■ **LES TÂCHES**:
**a)** D'après la source, auprès de quelle entreprise le New York Police Department a-t-il passé sa première commande de motos Indian ?
**b)** Dressez la liste de toutes les dates complètes (jour, mois et année) que mentionne la source.
**c)** Transcrivez la source depuis « Peu de gens » jusqu'à « place en Principauté. », sans rien omettre entre les deux.

Par Charlie Lecach - photos : C. Lecach et archives de la Compagnie des Carabiniers du Prince.

Peu de gens la connaissent et pourtant, cette 1200 Chief de 1948 fut sans doute l’une des Indian les plus médiatisées du monde. Devant 30 millions de téléspectateurs, elle a en effet ouvert le cortège du mariage princier de Rainier III de Monaco et de Grace Kelly le 19 avril 1956, pour retrouver plus récemment sa place en Principauté.
Trois ans après le lancement de la marque Indian en 1901, les forces de l’ordre figurent parmi les premiers clients importants à reconnaître le potentiel des motos de Springfield. Le 10 décembre 1904, le New York Police Department passe ainsi une commande inaugurale de motos Indian auprès de la Hendee Manufacturing Company. Face à leur grande efficacité, un second lot de ces monocylindres est acheté dès le 22 avril 1905. En France, il faut attendre la fin de la Première Guerre mondiale pour que Georges Clémenceau, alors Président du Conseil, dote la Gendarmerie de motocyclettes attelées, laissées sur place par les forces armées de l’Oncle Sam. Là aussi, 64 % de ces machines utilisées par les alliés américains sont des Indian, plus exactement des modèles Powerplus de 1 000 cc. À cette époque, et jusqu’à sa mort en 1922, le prince Albert 1er de Monaco roule déjà depuis plus de vingt ans au guidon d’une moto britannique de marque Humber. Il a même à son actif plusieurs périples routiers qui l’ont mené de Monte-Carlo jusqu’à Paris. Il n’est donc pas surprenant que début 1951, le jeune Prince Rainier III décide de compléter son Corps des Carabiniers d’un futur peloton d’escorte motocycliste.

■ **EXTRAITS DES DONNÉES**:
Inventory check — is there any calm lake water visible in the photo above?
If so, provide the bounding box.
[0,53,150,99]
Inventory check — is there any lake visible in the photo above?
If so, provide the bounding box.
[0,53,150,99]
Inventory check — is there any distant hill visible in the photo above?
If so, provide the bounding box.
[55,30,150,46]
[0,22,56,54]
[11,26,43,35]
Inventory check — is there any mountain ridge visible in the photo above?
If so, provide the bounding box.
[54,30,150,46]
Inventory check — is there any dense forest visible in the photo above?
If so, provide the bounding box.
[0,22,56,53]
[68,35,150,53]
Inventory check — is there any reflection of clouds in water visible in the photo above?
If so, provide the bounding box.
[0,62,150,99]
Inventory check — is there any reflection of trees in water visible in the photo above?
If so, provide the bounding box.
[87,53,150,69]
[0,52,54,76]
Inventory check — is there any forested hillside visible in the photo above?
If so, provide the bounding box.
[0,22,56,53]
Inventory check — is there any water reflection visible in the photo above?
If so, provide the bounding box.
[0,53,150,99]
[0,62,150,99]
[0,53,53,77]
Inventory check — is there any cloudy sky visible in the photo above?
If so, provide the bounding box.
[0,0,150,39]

==

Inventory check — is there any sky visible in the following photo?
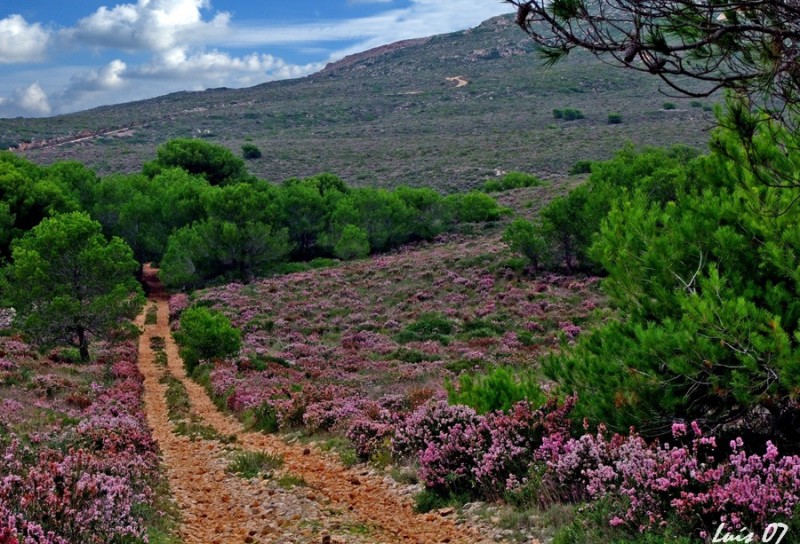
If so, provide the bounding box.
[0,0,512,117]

■ **RÉPONSES PAR TÂCHE**:
**a)** Auprès de la Hendee Manufacturing Company.

**b)**
- 19 avril 1956
- 10 décembre 1904
- 22 avril 1905

**c)**
Peu de gens la connaissent et pourtant, cette 1200 Chief de 1948 fut sans doute l’une des Indian les plus médiatisées du monde. Devant 30 millions de téléspectateurs, elle a en effet ouvert le cortège du mariage princier de Rainier III de Monaco et de Grace Kelly le 19 avril 1956, pour retrouver plus récemment sa place en Principauté.